Reproduce every entry below precisely. Pictures are excluded from the copy.

Location identification entries:
========

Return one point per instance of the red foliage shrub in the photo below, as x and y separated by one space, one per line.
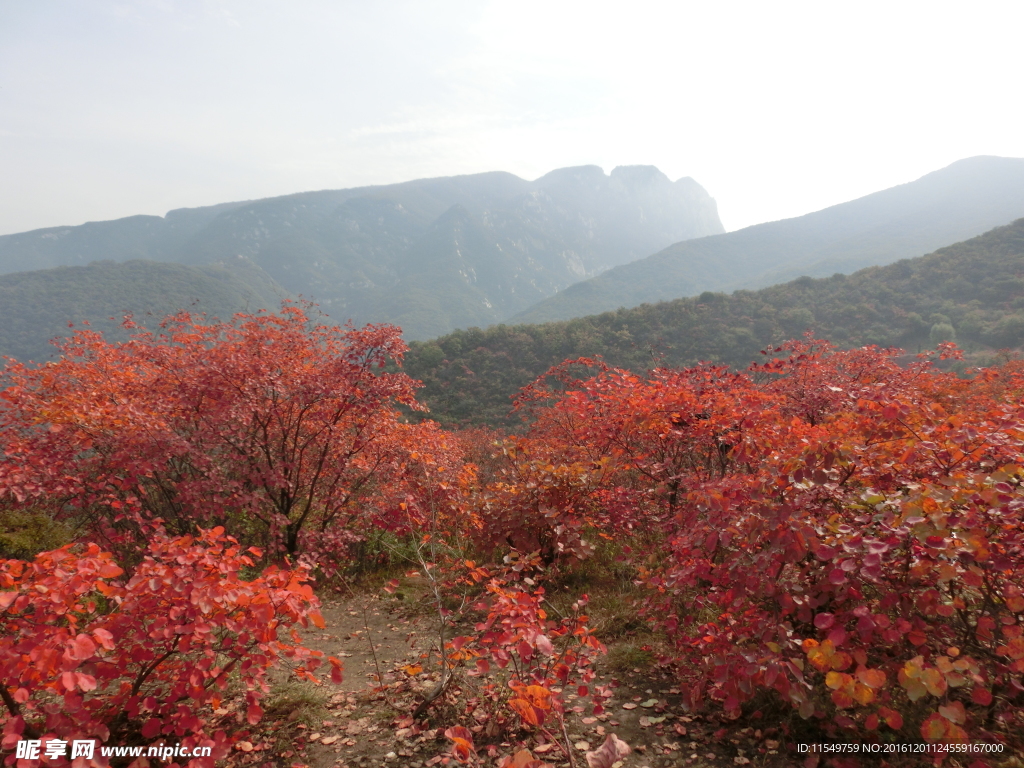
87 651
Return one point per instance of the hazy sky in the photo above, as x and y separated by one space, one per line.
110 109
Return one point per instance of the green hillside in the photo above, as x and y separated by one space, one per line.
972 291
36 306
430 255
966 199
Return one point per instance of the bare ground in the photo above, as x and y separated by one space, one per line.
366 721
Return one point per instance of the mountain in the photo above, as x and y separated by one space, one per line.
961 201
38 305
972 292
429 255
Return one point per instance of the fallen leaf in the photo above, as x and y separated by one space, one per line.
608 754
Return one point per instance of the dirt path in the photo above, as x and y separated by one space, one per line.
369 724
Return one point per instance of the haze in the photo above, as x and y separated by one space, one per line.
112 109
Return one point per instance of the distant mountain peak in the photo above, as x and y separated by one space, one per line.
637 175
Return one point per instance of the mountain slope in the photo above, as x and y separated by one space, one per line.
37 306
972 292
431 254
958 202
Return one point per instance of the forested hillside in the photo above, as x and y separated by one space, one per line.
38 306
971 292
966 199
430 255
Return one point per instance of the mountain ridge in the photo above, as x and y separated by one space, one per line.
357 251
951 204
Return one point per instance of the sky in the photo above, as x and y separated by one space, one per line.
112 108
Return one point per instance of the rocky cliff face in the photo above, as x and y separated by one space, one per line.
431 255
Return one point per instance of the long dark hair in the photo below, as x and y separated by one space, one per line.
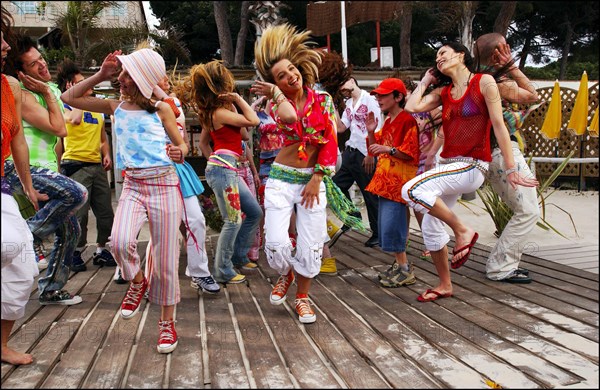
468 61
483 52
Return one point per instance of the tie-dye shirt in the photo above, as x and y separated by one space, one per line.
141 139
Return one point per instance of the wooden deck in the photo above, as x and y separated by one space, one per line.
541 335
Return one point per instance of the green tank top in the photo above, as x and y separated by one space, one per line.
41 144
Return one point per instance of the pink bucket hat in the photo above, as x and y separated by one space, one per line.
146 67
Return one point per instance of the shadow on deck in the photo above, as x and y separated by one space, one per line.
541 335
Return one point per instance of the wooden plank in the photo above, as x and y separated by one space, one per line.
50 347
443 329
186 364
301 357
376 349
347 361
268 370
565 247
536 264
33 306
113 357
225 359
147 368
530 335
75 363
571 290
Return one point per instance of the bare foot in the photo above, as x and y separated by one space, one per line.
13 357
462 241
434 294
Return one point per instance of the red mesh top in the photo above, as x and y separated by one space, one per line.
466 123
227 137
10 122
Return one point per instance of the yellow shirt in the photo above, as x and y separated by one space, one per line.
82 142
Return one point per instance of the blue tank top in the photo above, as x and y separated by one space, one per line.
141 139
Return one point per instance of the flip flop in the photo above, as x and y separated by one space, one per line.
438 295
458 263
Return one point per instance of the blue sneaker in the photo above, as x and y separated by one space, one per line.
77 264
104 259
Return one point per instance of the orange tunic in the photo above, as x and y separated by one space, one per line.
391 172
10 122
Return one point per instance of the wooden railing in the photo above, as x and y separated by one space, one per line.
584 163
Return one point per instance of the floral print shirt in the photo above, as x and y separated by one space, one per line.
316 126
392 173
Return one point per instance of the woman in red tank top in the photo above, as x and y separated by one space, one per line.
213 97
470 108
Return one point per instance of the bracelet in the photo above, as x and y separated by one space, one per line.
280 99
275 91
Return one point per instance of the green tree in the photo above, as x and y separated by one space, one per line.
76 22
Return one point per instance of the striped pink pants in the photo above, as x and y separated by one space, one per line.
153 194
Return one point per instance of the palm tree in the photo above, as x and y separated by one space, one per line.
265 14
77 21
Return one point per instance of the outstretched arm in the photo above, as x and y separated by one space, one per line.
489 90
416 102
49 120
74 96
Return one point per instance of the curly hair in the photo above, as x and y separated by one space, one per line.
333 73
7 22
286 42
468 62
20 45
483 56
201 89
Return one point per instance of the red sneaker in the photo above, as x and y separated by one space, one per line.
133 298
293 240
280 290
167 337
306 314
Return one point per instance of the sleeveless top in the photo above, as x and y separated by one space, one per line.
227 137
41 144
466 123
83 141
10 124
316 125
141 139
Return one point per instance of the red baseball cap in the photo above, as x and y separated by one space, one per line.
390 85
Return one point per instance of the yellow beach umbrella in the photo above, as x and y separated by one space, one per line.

========

# Response to the task:
Return one point per instance of the red foliage shrub in the photo below, as x and y separated by one space, one per line.
87 651
Return one point per instance of the hazy sky in the photo above, as x and y separated by one space, one per line.
110 109
Return one point per instance of the green hillside in the photo above, as x and y separated by one space, one per line.
972 291
36 306
430 255
966 199
Return one point per instance of the bare ground in the photo above, as x and y separated by one space, one per line.
366 721
Return one point per instance of the mountain in the photo above, as x and y separated by one space, one per line.
961 201
38 305
972 292
429 255
Return one point per instance of the fallen leaf in the photo above, as x and y separated by one space, one per line.
608 754
Return one point per instance of the dirt path in the photo above, as x and y separated by one space, one per line.
369 724
Return one point per instance of the haze in the photo above, as x and y separated by one space, one per line.
112 109
Return one point per instance of the distant mountain peak in the photo above, as x and y separated by one space, one per line.
637 175
Return one point per instance of the mountain slope in the photo above, as x and y separated by one space, one per line.
37 306
972 292
431 254
958 202
Return one point per instance of the forested hillside in the photo above, as x and y separated by one space, one per line.
38 306
971 292
966 199
430 255
Return one point per instance of the mountain ridge in the photo above, as x and y separated by one space, one per line.
357 251
951 204
Return one point per instance of the sky in the photo above, as x and y separated by one space, one per line.
112 108
Return one point per instance of the rocky cliff face in the photo above, as x and y separated by one space, one per line.
431 255
Return one point per instance of the long dark hair in the photo below, as x and y separated by one space, one per line.
468 61
483 52
Return one point per instance of the tie-dye shirt in the photo above, as x and y separated by one space, one per line.
141 139
Return one point per instance of the wooden deck in the photo above, as x and y separated by one space, one per line.
541 335
Return one point per instance of the green tank top in the photo above, as x and y separated by one space, one per line.
41 144
Return one point per instance of the pink bucket hat in the photo above, as x and y separated by one space, one per line.
146 67
Return one point per instance of the shadow on deck in the photo above, as x and y separated by one space, one per line.
541 335
Return one point per instance of the wooden plank in the photo above, as x and y separated by one space, one per line.
50 347
443 329
186 364
301 357
376 349
347 361
268 370
565 247
536 264
33 306
113 357
225 359
147 368
530 335
75 363
571 290
Return one point per instance of the bare foot in the photo above, as x and y separated by one space, one per line.
13 357
462 241
434 294
Return one point per instance of the red mesh top in the photo above, as x and y separated by one space, one per line.
466 123
227 137
10 122
Return one point per instance of the yellow shirt in the photo above, as x and y separated by one space, one per line.
82 142
Return one point per instance of the blue tank top in the photo above, as x and y separated by one space, one per line.
141 139
Return one point per instance of the flip flop in the photo above, as x and y separated by one space, one per line.
438 295
458 263
Return one point per instance of the blue sneaker in the photo above, as x and y separated by one space, one per line.
77 264
104 259
Return one point per instance of the orange tunic in the photo above, as x and y separated by one space, one per line.
391 172
10 122
Return one point per instance of the wooden railing in the photo above, as x and y separated by one space, one per line.
584 163
Return one point per instance of the floral print shirt in the photo above, as x and y separated by one space, one per line.
316 126
392 173
Return one point per instance of the woman in red tank top in the photo above, as x and y separated by one space, one per line.
213 97
470 108
Return one point per instance of the bracelet in the photo above, as x and y separated by one space, one per line.
280 99
275 91
Return one point per instance of the green tree in the photo above, as x and y separated by one space, one per line.
76 22
Return one point per instance of the striped pink pants in the photo above, as x and y separated by one space, one per line.
153 194
Return one point per instance of the palm tree in the photo above, as x and y separated by one space, one per line.
265 14
77 21
Return one point per instance of the outstretched arm in the photo above, as x and y separated by one space, one per line.
489 90
416 102
49 120
74 96
Return one point per instance of the curly hair in the photo above, as x and y separated by one space, one per line.
333 73
7 22
286 42
468 62
20 45
483 56
201 89
Return one point per instance of the red sneaker in the photo above, as x and y separated by one space, one per line.
133 298
293 240
280 290
167 337
306 314
Return one point per instance of the sleeveless top in the photo above, as x and y separated by one space, one per line.
227 137
41 144
466 123
83 141
10 124
316 125
141 139
Return one point per instance of the red baseball cap in the photo above, as x and y separated by one space, one per line.
390 85
Return one point per instance of the yellow beach umbrella in the photo above, as x and y separated by one space, one per line.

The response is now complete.